-- Exercise objective --
Could you write out these records again, swapping every "hot tub" for "whirlpool" and leaving everything else untouched?

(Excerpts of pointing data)
▬▬▬

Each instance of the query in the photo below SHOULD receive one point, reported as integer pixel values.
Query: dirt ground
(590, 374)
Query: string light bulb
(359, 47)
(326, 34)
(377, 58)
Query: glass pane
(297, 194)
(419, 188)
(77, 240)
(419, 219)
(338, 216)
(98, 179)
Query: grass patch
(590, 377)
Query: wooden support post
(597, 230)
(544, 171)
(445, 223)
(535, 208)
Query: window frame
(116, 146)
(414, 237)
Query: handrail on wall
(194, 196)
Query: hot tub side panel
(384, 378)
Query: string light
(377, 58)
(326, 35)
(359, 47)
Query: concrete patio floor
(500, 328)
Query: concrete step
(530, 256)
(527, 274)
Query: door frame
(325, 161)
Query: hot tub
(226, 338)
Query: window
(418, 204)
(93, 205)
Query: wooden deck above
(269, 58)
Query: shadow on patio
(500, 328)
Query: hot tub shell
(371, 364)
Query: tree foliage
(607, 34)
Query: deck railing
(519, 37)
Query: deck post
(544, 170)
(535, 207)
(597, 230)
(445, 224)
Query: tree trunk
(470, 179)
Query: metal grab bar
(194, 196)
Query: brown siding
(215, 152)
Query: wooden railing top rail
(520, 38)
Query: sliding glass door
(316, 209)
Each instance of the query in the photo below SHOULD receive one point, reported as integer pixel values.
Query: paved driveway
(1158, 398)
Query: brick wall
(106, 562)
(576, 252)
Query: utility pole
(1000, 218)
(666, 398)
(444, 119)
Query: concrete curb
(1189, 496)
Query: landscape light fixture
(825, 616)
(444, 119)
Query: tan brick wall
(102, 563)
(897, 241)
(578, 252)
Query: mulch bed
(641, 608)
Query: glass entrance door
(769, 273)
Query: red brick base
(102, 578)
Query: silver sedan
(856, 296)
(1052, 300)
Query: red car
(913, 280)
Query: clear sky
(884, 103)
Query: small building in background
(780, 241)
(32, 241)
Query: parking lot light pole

▬▬▬

-- Task answer --
Each instance of the query in the photo below SHOULD receive one point, reported as integer pixel values.
Query: dirt ground
(590, 374)
Query: string light bulb
(359, 47)
(326, 34)
(377, 58)
Query: glass pane
(297, 194)
(419, 188)
(77, 240)
(419, 219)
(338, 216)
(98, 179)
Query: grass patch
(590, 377)
Query: wooden support post
(597, 230)
(544, 171)
(445, 223)
(535, 208)
Query: window frame
(116, 146)
(414, 237)
Query: handrail on wall
(194, 196)
Query: whirlpool side panel
(384, 378)
Query: string light
(377, 58)
(326, 35)
(359, 47)
Query: concrete patio floor
(500, 328)
Query: concrete step
(530, 256)
(527, 274)
Query: door frame
(325, 161)
Query: whirlpool
(226, 338)
Query: window
(418, 204)
(93, 205)
Query: wooden deck above
(269, 58)
Query: shadow on patio
(500, 328)
Query: whirlpool shell
(371, 364)
Query: tree foliage
(607, 34)
Query: deck railing
(519, 37)
Query: deck post
(544, 170)
(535, 207)
(597, 230)
(445, 224)
Query: tree trunk
(470, 179)
Query: metal grab bar
(194, 196)
Query: brown siding
(215, 152)
Query: wooden railing top rail
(520, 38)
Query: sliding glass door
(316, 209)
Each instance of the query in the photo below SHOULD receive one point, reported as integer pixel values.
Query: paved driveway
(1158, 398)
Query: brick wall
(106, 562)
(576, 252)
Query: utility pole
(1000, 218)
(666, 398)
(444, 119)
Query: concrete curb
(1189, 496)
Query: landscape light fixture
(825, 616)
(444, 119)
Query: tan brick wall
(102, 563)
(897, 241)
(578, 252)
Query: mulch bed
(641, 608)
Query: glass entrance door
(769, 273)
Query: red brick base
(102, 578)
Query: silver sedan
(856, 296)
(1052, 300)
Query: red car
(913, 280)
Query: clear sky
(884, 103)
Query: small building in background
(780, 241)
(32, 241)
Query: parking lot light pole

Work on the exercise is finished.